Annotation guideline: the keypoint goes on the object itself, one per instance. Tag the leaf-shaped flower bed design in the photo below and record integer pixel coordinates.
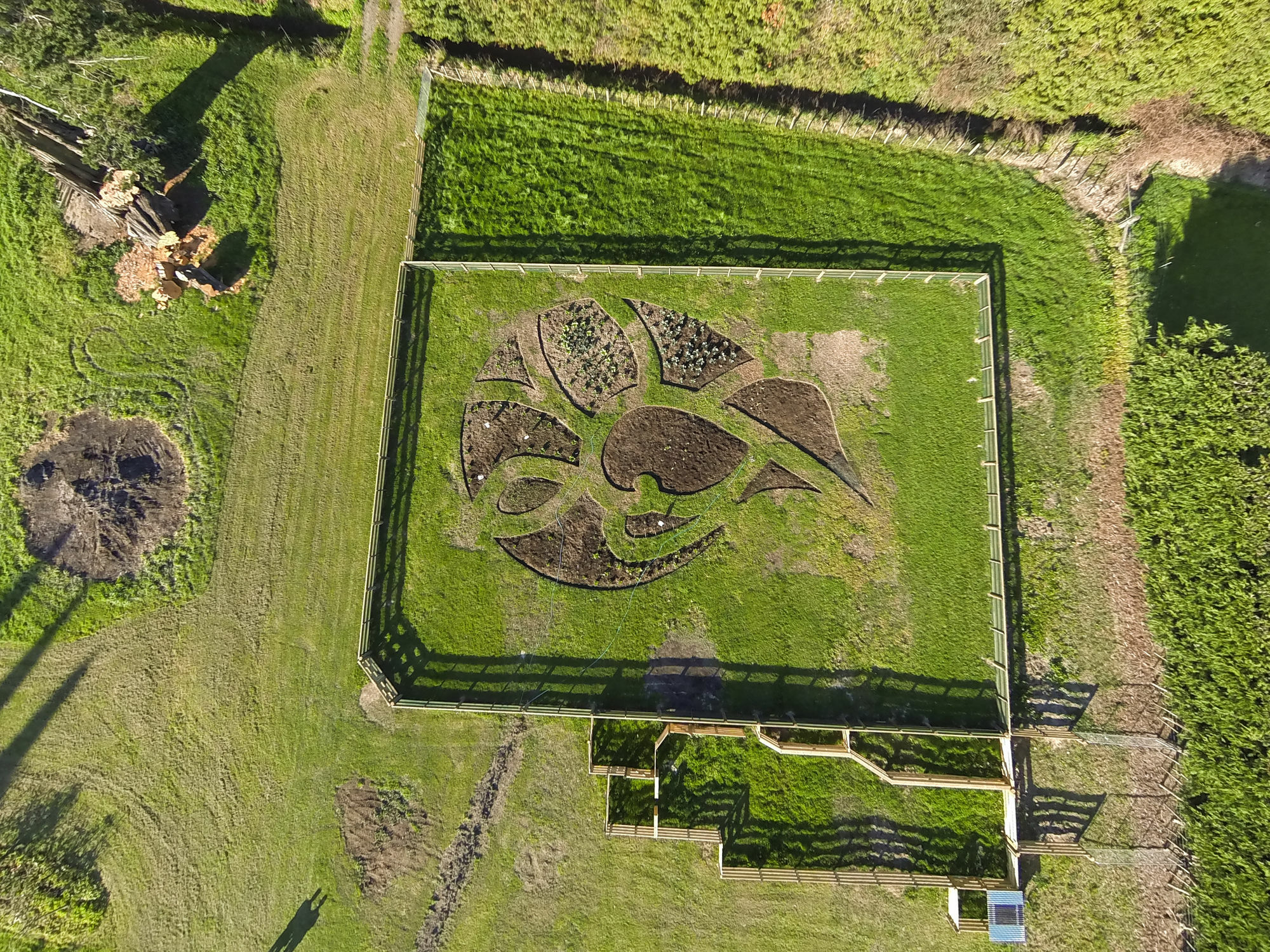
(693, 354)
(573, 550)
(498, 430)
(528, 494)
(647, 525)
(799, 412)
(589, 354)
(774, 477)
(506, 364)
(684, 453)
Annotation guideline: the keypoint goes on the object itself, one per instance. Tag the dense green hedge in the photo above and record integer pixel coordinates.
(1039, 59)
(1198, 480)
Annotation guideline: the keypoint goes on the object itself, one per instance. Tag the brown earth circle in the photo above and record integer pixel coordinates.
(101, 494)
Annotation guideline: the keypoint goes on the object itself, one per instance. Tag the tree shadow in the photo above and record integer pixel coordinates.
(11, 600)
(304, 921)
(18, 748)
(16, 676)
(1217, 271)
(178, 117)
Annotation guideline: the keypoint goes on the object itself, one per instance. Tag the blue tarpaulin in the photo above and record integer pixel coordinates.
(1006, 917)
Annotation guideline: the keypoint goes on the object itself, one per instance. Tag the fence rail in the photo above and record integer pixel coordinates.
(860, 878)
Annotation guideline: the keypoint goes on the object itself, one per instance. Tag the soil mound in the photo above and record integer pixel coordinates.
(383, 833)
(528, 494)
(101, 494)
(589, 354)
(646, 525)
(575, 552)
(498, 430)
(684, 453)
(799, 412)
(506, 364)
(693, 354)
(775, 477)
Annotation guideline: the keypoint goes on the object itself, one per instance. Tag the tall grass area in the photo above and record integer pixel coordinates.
(69, 342)
(1198, 482)
(1197, 436)
(1037, 60)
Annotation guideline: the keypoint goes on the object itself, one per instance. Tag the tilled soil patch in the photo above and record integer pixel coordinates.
(471, 842)
(647, 525)
(589, 354)
(693, 354)
(774, 477)
(383, 833)
(496, 431)
(101, 494)
(684, 453)
(799, 412)
(506, 364)
(528, 494)
(573, 550)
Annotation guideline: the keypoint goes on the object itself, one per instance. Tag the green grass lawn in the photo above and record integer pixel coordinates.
(782, 601)
(69, 342)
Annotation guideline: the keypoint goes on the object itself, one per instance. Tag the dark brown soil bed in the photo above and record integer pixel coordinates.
(383, 833)
(799, 412)
(589, 354)
(528, 494)
(506, 364)
(101, 494)
(775, 477)
(693, 354)
(496, 431)
(684, 453)
(646, 525)
(575, 552)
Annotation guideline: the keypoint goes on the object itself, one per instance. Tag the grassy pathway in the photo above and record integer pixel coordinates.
(215, 734)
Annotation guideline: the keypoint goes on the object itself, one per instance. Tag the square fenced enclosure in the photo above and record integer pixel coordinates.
(752, 498)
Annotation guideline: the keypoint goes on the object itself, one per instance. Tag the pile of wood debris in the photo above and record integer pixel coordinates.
(111, 205)
(171, 267)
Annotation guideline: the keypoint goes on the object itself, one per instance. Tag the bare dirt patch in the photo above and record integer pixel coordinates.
(469, 845)
(844, 362)
(496, 431)
(539, 866)
(589, 354)
(684, 453)
(101, 494)
(528, 494)
(693, 354)
(684, 672)
(647, 525)
(375, 708)
(383, 833)
(799, 412)
(775, 477)
(506, 364)
(573, 550)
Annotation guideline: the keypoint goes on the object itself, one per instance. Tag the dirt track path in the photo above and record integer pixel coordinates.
(459, 861)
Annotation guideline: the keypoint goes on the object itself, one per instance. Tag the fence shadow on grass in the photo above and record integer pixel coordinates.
(750, 691)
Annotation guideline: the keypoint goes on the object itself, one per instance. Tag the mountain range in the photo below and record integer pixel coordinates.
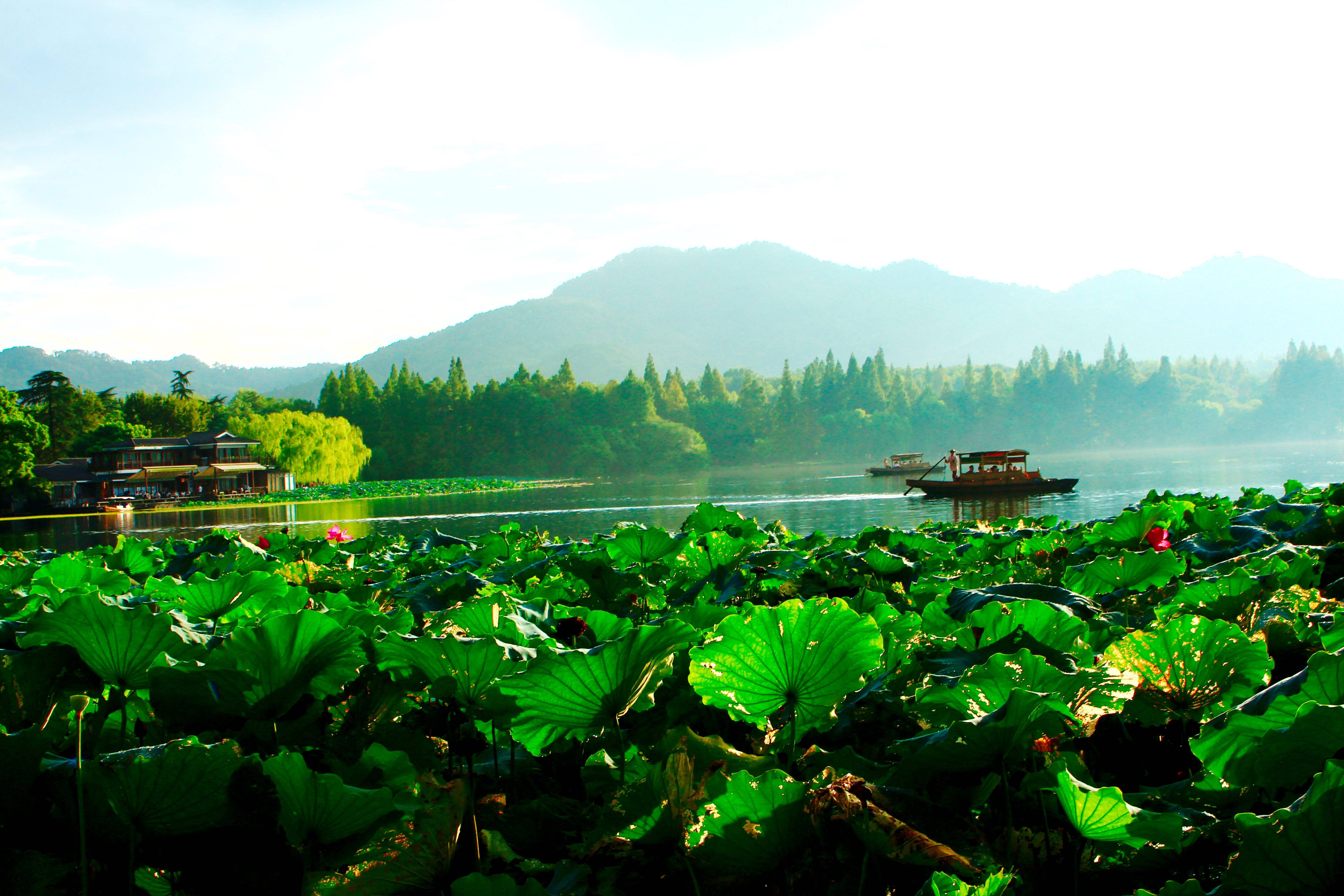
(760, 304)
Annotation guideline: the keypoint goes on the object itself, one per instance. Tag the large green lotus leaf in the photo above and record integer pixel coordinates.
(412, 856)
(753, 827)
(642, 546)
(1298, 850)
(1045, 622)
(1174, 888)
(580, 692)
(1101, 813)
(963, 602)
(1280, 737)
(322, 809)
(288, 656)
(800, 657)
(472, 666)
(1005, 735)
(206, 598)
(177, 788)
(987, 687)
(603, 625)
(479, 884)
(1131, 527)
(886, 563)
(117, 644)
(900, 635)
(1220, 598)
(1190, 668)
(710, 518)
(71, 571)
(944, 884)
(1132, 570)
(135, 557)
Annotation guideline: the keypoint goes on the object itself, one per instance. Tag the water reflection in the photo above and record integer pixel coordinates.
(837, 499)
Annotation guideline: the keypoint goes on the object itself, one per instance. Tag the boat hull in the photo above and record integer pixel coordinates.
(952, 489)
(900, 471)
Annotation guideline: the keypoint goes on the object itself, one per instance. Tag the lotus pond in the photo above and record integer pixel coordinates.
(1146, 704)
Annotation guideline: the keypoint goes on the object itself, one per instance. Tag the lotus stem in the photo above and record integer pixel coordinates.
(80, 703)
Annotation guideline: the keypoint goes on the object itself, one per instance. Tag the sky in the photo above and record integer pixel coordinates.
(269, 182)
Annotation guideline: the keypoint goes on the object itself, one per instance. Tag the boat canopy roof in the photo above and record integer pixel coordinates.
(1014, 456)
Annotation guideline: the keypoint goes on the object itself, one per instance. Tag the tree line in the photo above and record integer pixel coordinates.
(535, 425)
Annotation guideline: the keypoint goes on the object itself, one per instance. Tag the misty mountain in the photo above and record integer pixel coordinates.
(99, 371)
(760, 304)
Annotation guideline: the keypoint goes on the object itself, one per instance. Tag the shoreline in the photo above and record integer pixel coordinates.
(526, 484)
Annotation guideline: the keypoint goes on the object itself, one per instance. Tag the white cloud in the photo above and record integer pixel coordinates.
(1031, 143)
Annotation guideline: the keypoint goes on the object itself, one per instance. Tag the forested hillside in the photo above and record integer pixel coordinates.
(535, 425)
(760, 304)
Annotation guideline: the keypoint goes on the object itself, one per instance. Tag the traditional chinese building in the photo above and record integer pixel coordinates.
(165, 471)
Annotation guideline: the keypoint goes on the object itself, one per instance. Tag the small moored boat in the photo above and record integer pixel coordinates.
(901, 465)
(992, 473)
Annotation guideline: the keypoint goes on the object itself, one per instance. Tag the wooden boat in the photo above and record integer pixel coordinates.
(994, 473)
(901, 465)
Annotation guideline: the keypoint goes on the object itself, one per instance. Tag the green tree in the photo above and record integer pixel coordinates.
(181, 386)
(312, 446)
(22, 440)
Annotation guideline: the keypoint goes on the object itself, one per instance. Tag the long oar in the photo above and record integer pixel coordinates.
(927, 473)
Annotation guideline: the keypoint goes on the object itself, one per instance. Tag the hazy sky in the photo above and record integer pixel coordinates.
(272, 182)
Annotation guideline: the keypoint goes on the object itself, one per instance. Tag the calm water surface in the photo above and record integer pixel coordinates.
(835, 499)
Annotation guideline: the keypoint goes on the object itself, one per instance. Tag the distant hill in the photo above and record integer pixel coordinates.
(760, 304)
(99, 371)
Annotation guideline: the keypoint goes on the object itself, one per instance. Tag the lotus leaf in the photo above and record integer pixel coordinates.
(275, 664)
(471, 666)
(580, 692)
(965, 601)
(1101, 813)
(413, 855)
(987, 687)
(206, 598)
(322, 809)
(642, 546)
(797, 657)
(944, 884)
(753, 827)
(1131, 527)
(1280, 737)
(177, 788)
(1131, 570)
(479, 884)
(1190, 668)
(1005, 735)
(1298, 850)
(119, 645)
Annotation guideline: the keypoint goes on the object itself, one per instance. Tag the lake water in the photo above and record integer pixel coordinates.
(837, 499)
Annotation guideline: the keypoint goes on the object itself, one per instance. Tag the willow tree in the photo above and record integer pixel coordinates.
(312, 446)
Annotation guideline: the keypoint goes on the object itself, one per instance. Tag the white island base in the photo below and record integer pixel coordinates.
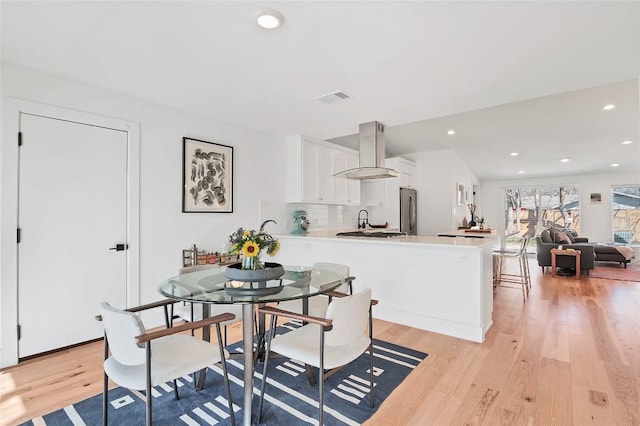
(437, 284)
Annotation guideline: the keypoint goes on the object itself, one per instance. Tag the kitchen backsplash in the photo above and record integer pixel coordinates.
(320, 216)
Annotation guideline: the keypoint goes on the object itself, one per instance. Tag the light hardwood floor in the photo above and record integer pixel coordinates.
(569, 355)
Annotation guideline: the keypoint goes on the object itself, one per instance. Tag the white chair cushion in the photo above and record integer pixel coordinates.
(169, 360)
(346, 341)
(303, 345)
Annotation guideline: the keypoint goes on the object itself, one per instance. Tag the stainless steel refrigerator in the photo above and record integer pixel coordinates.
(408, 211)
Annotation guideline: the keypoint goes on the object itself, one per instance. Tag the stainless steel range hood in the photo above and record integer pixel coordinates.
(371, 136)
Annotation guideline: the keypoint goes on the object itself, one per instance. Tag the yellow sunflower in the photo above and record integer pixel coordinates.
(250, 249)
(274, 248)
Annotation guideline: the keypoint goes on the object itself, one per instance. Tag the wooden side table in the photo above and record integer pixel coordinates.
(557, 252)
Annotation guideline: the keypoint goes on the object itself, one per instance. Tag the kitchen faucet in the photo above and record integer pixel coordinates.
(362, 223)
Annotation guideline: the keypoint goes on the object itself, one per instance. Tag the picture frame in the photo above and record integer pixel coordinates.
(207, 177)
(460, 194)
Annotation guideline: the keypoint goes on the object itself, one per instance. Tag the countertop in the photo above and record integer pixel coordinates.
(409, 239)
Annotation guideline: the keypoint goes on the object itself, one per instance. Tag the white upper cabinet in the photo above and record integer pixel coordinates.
(310, 168)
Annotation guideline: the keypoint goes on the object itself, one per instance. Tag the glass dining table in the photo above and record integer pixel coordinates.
(211, 286)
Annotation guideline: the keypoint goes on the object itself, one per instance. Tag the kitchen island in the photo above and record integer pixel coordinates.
(440, 284)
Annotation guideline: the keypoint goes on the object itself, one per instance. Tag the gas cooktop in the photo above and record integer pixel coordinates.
(375, 234)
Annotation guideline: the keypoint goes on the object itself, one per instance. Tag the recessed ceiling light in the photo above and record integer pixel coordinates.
(269, 19)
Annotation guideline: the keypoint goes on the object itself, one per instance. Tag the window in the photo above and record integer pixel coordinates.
(530, 209)
(626, 214)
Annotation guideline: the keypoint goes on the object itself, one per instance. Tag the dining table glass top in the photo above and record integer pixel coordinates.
(212, 286)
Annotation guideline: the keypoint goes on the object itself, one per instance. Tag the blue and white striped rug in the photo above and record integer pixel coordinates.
(289, 399)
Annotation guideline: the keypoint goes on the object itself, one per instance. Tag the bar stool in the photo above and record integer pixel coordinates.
(523, 278)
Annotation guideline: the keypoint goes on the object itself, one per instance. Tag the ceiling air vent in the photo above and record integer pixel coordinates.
(333, 97)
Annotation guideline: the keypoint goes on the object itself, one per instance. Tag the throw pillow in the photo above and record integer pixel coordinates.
(569, 235)
(545, 236)
(559, 237)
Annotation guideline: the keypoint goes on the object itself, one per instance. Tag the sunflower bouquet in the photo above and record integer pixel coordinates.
(251, 244)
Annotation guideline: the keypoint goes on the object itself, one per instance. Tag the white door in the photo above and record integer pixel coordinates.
(72, 211)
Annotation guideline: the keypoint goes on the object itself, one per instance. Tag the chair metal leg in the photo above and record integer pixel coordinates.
(371, 399)
(226, 376)
(310, 378)
(105, 386)
(321, 379)
(148, 395)
(272, 329)
(105, 400)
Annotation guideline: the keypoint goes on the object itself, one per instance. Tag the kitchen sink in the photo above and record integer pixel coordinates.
(375, 234)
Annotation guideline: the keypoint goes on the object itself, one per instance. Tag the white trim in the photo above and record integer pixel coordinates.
(11, 110)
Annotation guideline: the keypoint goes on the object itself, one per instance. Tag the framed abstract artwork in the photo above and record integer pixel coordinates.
(207, 177)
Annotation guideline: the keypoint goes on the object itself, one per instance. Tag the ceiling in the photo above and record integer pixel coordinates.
(530, 77)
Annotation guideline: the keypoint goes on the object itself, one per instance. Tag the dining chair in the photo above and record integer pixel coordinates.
(193, 312)
(137, 359)
(318, 304)
(522, 278)
(326, 343)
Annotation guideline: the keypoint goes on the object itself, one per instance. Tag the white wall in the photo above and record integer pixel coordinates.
(438, 174)
(596, 218)
(259, 172)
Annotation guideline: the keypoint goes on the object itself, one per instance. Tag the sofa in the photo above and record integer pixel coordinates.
(549, 239)
(604, 252)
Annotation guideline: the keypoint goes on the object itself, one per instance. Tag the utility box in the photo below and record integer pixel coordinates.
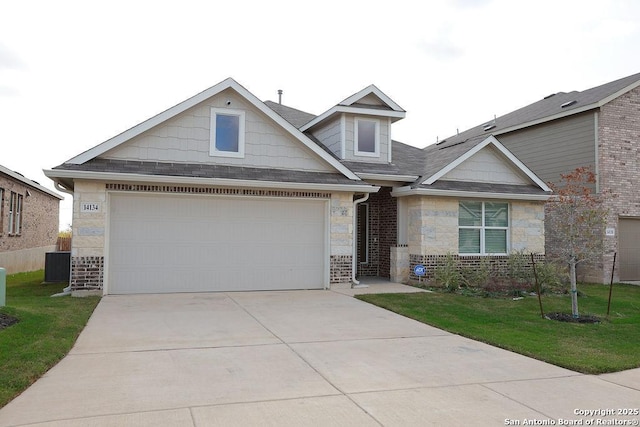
(3, 287)
(57, 267)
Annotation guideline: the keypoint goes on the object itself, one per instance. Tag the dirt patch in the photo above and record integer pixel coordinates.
(564, 317)
(6, 321)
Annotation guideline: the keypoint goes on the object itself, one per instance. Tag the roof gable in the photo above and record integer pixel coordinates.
(186, 138)
(455, 158)
(368, 101)
(487, 166)
(171, 113)
(26, 181)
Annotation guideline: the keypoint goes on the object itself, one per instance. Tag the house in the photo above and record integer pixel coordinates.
(599, 128)
(29, 215)
(226, 192)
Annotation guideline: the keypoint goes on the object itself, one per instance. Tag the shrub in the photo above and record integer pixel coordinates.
(477, 276)
(447, 274)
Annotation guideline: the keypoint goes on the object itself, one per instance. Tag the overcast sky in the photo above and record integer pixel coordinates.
(76, 73)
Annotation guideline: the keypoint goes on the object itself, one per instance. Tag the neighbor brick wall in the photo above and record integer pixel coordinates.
(40, 217)
(619, 168)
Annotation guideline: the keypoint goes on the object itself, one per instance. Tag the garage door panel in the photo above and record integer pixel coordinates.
(170, 243)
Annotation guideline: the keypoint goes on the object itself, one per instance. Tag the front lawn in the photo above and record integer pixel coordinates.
(45, 332)
(609, 346)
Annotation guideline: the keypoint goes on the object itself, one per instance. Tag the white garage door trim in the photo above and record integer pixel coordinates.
(247, 226)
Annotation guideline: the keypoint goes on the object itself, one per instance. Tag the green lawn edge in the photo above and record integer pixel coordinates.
(45, 333)
(517, 325)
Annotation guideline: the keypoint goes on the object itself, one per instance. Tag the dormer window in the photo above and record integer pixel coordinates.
(367, 138)
(227, 133)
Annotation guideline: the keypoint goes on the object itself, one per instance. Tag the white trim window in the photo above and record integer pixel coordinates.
(227, 133)
(367, 138)
(483, 228)
(15, 214)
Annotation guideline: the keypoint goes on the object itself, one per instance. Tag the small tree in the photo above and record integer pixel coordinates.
(577, 216)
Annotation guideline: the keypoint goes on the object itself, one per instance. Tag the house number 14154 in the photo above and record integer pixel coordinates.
(89, 207)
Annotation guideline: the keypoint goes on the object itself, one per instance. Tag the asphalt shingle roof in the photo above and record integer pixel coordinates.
(297, 118)
(547, 107)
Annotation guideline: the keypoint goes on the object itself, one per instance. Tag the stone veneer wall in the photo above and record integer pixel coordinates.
(88, 242)
(619, 170)
(341, 238)
(433, 233)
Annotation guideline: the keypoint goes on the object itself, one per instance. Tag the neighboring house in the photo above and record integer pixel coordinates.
(29, 215)
(225, 192)
(600, 128)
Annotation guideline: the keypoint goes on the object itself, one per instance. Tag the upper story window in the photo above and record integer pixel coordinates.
(367, 138)
(227, 133)
(15, 214)
(483, 228)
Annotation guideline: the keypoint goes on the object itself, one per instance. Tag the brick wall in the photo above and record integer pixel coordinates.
(40, 217)
(340, 269)
(499, 264)
(383, 232)
(619, 169)
(87, 272)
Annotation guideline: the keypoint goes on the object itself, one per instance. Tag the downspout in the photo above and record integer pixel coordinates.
(65, 291)
(354, 256)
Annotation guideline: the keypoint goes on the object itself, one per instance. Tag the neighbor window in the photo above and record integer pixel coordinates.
(227, 133)
(15, 213)
(483, 228)
(367, 139)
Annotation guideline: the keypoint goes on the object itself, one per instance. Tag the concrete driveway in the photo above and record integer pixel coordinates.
(296, 358)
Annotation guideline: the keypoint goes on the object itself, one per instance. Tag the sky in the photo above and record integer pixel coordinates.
(76, 73)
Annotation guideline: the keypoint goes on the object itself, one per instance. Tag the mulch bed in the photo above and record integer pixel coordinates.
(6, 321)
(564, 317)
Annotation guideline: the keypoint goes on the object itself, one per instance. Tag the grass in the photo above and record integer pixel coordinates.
(609, 346)
(45, 333)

Exercise directions = Please reproduce the stretch of the data above from the line containing "Tag the concrete" through the final line of the data, with every line copied unchanged.

Response to the task =
Annotation guideline: the keypoint goes on the object itself, one per instance. Tag the concrete driveway in the photo above and record integer pixel coordinates.
(296, 358)
Annotation guideline: the keypoint goes on the object itself, one per instance. Tag the sky in the photo above and record integer pixel coordinates.
(76, 73)
Annotation guideline: the keypoint goes on the object itself, one per instance. Tag the mulch bed in the photo above and record integer pixel coordinates.
(6, 321)
(564, 317)
Annotation guideline: the keypoint goes on the object itself, one per instance. Tag the grass in the photo above and record integer pixel coordinates.
(609, 346)
(45, 333)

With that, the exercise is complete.